◆ THE REQUEST
Copy each line below that has the word "older" in it.

───── SUPPLIED RECORDS

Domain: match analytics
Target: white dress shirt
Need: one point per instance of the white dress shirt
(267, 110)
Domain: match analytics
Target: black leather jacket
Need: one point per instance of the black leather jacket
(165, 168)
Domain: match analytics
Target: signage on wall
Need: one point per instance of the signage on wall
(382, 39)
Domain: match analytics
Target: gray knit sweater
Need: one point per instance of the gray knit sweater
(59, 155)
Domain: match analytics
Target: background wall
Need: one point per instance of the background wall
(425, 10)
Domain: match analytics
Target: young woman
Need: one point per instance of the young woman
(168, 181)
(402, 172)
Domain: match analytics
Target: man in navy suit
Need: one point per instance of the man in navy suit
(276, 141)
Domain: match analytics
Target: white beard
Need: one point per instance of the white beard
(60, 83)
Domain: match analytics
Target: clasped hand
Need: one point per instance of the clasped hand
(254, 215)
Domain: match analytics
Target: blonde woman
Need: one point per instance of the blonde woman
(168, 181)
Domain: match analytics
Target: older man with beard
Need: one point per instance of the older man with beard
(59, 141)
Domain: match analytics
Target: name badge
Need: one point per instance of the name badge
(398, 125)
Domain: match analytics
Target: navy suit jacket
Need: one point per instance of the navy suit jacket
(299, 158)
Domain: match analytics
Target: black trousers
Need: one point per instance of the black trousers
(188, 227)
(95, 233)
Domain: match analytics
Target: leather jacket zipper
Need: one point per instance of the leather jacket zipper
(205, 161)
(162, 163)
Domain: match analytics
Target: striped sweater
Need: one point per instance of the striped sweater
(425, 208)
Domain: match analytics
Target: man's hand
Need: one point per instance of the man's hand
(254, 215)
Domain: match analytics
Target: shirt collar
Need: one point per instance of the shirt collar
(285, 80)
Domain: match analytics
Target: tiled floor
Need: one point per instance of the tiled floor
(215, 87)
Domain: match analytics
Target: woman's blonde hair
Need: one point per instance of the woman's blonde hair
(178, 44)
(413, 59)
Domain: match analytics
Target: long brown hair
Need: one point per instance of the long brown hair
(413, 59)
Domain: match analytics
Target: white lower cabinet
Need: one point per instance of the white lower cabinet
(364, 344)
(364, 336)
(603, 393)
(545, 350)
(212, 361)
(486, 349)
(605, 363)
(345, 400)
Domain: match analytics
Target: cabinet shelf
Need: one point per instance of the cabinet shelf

──────────

◆ EXERCISE SOLUTION
Target: older man with beard
Need: one point per instance of the older man with beard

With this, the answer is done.